Description of the task: If a line in the entries below contains "without", copy it.
Records for processing: Begin
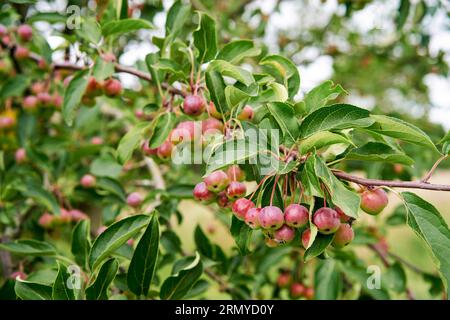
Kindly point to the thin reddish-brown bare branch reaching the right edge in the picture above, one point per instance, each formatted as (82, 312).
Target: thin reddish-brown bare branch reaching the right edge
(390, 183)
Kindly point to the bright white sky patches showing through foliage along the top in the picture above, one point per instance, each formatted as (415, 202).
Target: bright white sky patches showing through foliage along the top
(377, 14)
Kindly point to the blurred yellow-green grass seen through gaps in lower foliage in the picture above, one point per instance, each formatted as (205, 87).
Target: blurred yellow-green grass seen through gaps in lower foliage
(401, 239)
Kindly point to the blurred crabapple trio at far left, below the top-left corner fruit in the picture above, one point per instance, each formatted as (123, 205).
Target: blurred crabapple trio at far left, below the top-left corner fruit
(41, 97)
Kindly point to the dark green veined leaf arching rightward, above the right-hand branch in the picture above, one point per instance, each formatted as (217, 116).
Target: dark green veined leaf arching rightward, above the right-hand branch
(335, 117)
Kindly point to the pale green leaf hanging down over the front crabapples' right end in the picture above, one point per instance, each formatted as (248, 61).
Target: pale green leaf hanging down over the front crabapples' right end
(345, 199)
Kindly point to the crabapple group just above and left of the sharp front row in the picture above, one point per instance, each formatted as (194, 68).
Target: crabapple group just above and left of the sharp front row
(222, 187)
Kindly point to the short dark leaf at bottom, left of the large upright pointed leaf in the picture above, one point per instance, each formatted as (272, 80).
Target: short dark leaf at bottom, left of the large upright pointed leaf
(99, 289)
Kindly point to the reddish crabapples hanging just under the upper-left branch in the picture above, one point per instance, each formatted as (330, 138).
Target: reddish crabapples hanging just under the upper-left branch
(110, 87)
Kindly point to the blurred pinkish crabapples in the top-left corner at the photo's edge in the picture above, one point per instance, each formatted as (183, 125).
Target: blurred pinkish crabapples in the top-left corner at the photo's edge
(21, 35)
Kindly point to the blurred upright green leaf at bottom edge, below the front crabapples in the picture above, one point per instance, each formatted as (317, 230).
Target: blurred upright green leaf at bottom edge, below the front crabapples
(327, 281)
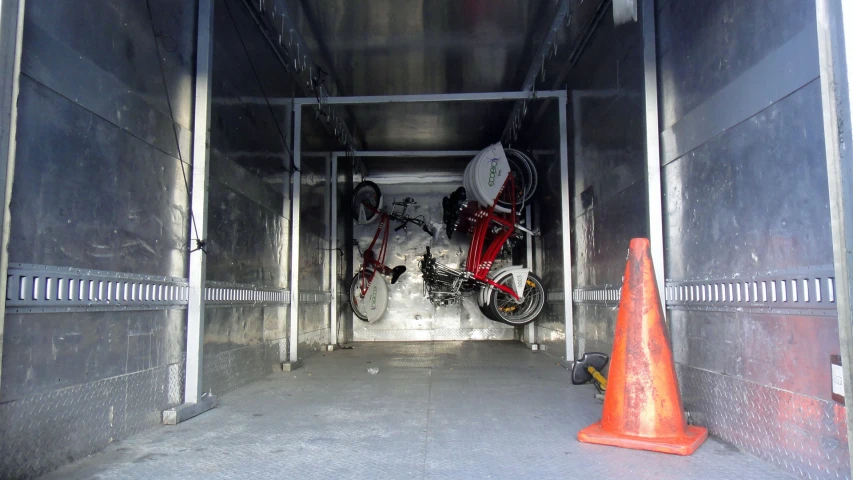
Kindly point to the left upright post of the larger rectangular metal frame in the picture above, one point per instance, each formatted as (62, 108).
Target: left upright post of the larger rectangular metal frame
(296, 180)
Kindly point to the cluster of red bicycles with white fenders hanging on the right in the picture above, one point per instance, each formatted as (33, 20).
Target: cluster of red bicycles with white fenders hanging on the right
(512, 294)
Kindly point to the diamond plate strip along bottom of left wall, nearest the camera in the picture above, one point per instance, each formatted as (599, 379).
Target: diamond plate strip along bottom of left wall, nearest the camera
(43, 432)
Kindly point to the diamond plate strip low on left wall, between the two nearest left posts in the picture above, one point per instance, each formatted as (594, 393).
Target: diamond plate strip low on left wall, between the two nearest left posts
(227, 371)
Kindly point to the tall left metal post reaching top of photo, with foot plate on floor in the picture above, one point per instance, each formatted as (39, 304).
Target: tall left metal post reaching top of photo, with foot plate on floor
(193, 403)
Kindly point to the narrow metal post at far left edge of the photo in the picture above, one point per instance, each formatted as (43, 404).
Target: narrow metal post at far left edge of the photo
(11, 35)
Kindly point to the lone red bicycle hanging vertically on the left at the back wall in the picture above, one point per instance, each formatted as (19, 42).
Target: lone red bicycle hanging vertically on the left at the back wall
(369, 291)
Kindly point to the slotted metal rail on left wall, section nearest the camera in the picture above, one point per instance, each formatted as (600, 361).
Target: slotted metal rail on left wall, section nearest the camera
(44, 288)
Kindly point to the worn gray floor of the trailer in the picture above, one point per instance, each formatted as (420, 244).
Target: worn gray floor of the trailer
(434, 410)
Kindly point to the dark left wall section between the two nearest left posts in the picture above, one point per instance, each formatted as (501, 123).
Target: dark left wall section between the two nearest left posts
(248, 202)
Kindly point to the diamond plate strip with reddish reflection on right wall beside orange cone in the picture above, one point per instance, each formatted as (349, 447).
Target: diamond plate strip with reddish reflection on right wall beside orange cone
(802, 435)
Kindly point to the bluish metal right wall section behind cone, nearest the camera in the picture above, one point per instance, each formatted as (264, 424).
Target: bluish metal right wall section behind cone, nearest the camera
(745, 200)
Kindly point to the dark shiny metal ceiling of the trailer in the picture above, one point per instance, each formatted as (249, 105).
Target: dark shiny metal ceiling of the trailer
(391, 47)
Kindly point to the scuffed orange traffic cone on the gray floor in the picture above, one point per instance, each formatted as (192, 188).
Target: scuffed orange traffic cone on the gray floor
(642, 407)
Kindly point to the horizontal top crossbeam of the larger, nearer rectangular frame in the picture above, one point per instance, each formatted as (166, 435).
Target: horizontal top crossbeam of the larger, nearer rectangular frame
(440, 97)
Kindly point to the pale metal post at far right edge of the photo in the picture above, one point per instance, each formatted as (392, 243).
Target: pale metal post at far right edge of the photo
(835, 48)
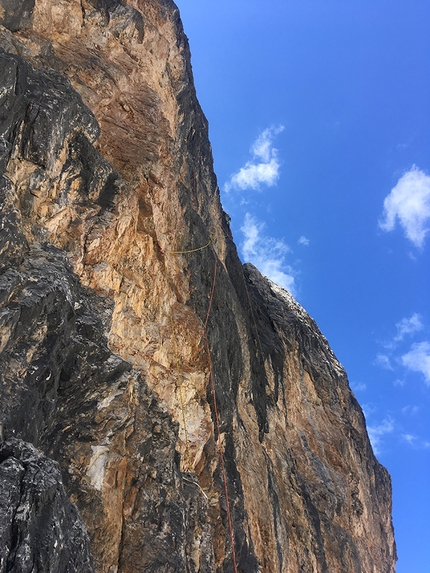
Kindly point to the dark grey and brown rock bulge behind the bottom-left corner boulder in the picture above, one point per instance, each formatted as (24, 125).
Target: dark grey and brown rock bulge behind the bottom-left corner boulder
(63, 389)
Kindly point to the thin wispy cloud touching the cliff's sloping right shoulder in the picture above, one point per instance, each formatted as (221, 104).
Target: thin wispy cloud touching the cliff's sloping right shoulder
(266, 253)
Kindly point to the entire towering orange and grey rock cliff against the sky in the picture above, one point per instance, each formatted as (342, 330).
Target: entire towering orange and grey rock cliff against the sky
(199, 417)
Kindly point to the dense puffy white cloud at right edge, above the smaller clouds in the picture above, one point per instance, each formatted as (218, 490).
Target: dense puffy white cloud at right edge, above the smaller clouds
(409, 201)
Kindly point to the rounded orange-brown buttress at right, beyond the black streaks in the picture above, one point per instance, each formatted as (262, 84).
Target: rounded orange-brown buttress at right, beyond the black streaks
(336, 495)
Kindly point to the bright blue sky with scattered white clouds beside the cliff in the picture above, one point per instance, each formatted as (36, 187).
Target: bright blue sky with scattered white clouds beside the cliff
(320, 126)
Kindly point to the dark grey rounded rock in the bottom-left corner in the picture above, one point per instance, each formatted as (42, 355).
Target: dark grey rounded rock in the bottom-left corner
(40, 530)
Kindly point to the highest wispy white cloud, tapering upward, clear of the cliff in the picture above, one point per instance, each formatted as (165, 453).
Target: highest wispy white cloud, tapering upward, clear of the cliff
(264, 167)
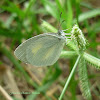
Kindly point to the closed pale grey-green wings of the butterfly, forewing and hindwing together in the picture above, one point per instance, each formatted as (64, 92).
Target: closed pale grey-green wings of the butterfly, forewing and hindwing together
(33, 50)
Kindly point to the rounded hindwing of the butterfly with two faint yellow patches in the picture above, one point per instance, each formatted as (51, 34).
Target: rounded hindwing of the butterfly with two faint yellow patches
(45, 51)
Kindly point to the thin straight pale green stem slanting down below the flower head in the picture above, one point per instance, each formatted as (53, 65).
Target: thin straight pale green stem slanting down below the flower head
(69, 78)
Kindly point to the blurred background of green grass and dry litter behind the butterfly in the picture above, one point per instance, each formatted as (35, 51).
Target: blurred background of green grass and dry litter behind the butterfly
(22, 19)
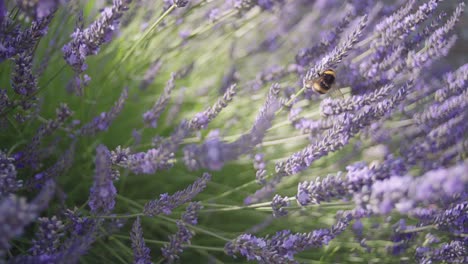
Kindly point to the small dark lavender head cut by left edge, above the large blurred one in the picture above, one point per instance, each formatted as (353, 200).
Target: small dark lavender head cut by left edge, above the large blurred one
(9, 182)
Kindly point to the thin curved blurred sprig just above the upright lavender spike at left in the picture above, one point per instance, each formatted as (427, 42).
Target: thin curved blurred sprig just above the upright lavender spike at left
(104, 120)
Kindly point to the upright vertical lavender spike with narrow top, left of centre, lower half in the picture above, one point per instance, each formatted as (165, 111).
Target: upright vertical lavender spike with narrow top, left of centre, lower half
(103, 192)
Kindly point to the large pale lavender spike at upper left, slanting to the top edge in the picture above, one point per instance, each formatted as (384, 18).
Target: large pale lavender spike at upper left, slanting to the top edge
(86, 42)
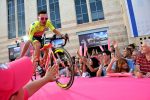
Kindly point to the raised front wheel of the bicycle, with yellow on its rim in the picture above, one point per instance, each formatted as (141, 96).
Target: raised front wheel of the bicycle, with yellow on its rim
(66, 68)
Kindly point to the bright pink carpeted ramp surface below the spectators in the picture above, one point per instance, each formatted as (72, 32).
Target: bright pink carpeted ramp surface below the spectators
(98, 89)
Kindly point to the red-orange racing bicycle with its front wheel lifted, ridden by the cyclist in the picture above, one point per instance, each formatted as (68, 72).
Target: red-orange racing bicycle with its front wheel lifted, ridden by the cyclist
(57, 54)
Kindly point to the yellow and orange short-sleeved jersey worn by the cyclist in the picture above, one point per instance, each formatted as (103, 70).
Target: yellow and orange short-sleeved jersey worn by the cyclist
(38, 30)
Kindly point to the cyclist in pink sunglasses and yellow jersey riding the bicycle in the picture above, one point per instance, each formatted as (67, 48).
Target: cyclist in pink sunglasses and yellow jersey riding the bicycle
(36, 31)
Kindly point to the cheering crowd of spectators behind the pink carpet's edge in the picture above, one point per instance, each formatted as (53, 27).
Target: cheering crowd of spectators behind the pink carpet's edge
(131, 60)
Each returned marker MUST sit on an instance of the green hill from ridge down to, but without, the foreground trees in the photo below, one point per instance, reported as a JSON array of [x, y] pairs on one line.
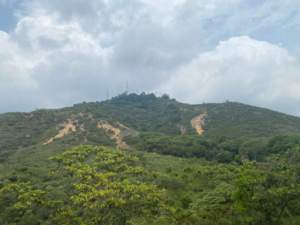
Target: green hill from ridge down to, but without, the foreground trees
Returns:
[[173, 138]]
Records for processing: End
Solution to this task:
Each returned marker MUST sit on an instance of the green hill from ridge down to, but without, the foreground trees in the photo below, one point per instance, reported as a JSON array of [x, y] pairs on one line.
Target: green hill from ridge down to, but without, the foreground trees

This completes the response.